====== TASK INPUTS

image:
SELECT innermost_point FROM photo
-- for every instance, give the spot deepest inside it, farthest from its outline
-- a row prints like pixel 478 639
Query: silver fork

============

▸ DIRECTIONS FOR THIS TASK
Output the entries verbatim.

▸ RESPONSE BOX
image:
SELECT innermost_point FROM photo
-- for every instance, give the spot deepest inside it, farthest from its outline
-- a row prints like pixel 478 639
Query: silver fork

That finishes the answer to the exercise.